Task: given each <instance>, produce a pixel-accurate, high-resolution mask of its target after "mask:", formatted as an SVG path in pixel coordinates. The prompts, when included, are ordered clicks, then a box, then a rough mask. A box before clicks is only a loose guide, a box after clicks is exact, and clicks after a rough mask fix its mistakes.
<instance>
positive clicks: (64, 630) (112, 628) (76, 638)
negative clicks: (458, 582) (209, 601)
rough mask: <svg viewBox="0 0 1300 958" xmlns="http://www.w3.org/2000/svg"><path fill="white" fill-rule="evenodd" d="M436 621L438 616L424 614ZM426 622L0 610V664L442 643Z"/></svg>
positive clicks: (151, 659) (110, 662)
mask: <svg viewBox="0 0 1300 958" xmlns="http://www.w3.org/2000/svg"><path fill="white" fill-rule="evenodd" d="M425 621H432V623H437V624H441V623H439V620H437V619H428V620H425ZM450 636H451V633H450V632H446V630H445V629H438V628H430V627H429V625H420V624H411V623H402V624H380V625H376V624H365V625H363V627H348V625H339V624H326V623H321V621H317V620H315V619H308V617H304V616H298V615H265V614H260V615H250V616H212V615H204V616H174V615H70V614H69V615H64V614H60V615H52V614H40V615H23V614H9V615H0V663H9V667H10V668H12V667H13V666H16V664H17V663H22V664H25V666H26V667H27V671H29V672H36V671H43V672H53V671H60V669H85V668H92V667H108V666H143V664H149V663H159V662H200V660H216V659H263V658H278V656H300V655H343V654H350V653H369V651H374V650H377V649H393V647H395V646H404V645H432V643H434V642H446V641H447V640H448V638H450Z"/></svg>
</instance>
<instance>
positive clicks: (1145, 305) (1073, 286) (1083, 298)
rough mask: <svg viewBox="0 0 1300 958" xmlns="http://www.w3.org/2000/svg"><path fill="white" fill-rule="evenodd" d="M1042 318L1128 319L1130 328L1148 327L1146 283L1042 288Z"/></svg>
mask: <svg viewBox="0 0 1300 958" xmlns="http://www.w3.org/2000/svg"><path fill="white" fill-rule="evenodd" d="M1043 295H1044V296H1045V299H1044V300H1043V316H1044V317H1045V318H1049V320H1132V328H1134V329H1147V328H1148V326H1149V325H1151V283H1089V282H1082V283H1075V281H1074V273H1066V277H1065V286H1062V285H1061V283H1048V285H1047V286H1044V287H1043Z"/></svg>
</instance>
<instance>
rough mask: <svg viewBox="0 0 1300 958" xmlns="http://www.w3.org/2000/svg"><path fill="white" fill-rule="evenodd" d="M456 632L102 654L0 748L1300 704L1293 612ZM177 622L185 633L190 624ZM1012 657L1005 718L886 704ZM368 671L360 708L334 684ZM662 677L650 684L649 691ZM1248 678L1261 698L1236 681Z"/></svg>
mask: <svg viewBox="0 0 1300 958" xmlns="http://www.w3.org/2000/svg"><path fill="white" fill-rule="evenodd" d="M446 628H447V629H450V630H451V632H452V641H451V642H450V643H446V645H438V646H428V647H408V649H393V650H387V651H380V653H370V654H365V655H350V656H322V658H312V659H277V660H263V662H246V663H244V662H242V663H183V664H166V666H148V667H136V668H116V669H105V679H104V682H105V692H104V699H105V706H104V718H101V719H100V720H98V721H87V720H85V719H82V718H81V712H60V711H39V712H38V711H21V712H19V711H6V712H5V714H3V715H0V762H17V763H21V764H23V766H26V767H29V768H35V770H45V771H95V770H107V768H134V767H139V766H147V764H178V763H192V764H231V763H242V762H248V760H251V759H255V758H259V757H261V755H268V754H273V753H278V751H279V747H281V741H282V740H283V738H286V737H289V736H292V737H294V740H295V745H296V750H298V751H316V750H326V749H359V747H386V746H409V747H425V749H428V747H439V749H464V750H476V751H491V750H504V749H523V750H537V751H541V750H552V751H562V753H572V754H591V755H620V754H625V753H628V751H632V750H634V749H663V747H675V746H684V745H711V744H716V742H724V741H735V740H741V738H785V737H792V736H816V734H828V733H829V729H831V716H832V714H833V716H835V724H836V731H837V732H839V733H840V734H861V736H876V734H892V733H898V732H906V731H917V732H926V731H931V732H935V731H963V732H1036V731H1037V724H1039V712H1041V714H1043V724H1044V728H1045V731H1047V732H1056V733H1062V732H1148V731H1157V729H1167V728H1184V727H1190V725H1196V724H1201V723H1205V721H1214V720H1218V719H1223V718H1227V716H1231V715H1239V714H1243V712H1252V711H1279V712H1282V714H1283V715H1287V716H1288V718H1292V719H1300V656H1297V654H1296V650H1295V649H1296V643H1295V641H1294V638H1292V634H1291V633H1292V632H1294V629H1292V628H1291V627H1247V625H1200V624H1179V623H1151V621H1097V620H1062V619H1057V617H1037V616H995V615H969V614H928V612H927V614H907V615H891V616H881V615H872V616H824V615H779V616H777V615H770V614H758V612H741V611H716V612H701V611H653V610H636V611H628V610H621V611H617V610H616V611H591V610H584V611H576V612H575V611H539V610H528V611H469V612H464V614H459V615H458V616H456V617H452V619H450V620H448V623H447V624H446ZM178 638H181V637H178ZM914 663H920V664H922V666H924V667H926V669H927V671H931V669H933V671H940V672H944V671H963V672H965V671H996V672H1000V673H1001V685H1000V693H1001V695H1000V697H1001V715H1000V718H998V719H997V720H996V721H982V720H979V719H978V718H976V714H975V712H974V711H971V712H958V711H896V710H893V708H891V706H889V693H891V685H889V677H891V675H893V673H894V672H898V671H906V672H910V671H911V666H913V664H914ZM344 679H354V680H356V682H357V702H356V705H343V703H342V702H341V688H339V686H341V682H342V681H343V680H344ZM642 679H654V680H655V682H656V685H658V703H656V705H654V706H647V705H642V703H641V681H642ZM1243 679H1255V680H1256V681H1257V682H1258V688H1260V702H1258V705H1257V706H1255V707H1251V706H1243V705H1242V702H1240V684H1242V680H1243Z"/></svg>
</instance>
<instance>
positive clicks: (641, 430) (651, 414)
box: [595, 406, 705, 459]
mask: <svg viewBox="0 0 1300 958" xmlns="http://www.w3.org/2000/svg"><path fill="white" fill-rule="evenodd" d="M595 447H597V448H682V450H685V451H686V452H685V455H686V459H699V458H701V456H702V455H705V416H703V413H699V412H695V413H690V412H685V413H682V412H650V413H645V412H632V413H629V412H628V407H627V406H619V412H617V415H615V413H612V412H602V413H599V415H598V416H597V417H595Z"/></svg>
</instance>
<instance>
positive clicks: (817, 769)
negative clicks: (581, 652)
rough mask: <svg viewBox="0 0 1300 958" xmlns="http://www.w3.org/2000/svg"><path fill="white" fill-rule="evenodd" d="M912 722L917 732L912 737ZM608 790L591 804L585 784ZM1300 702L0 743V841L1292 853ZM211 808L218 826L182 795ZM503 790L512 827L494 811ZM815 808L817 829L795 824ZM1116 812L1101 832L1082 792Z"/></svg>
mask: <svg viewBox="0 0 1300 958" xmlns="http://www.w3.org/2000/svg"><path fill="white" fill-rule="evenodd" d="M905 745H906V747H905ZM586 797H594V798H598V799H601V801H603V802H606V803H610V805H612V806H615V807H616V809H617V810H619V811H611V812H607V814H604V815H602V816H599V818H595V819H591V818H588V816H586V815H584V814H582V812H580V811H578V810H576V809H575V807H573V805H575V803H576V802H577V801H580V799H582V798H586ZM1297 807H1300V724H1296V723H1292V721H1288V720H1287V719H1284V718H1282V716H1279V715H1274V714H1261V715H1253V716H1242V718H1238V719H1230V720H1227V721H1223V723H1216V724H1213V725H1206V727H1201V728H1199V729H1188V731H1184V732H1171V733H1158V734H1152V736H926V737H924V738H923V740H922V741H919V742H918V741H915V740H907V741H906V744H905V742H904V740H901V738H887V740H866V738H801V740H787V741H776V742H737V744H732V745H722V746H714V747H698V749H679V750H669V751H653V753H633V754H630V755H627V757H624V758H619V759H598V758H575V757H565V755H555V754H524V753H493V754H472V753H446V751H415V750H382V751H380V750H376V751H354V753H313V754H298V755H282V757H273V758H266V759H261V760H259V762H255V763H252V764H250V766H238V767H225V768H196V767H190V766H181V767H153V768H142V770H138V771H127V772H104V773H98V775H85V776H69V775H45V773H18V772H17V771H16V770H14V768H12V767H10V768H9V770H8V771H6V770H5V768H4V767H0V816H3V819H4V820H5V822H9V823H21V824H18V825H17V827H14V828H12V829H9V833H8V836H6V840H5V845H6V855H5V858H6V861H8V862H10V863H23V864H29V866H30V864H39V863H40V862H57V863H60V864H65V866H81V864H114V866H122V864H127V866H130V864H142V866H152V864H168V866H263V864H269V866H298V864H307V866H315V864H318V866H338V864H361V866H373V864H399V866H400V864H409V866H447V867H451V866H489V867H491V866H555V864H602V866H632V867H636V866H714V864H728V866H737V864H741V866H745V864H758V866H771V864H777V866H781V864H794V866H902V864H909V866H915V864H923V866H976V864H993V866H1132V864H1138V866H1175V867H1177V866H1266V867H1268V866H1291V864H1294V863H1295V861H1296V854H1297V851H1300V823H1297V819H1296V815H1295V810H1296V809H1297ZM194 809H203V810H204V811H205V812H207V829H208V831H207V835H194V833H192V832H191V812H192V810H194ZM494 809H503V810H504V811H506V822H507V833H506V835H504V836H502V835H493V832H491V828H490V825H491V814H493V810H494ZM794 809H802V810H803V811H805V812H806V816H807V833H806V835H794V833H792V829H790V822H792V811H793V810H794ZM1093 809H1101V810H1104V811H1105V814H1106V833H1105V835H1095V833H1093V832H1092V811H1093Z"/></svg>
★ ★ ★ ★ ★
ABOUT THIS TASK.
For every line above that includes the word "negative", return the line.

TASK ANSWER.
negative clicks: (458, 582) (209, 601)
negative clicks: (581, 652)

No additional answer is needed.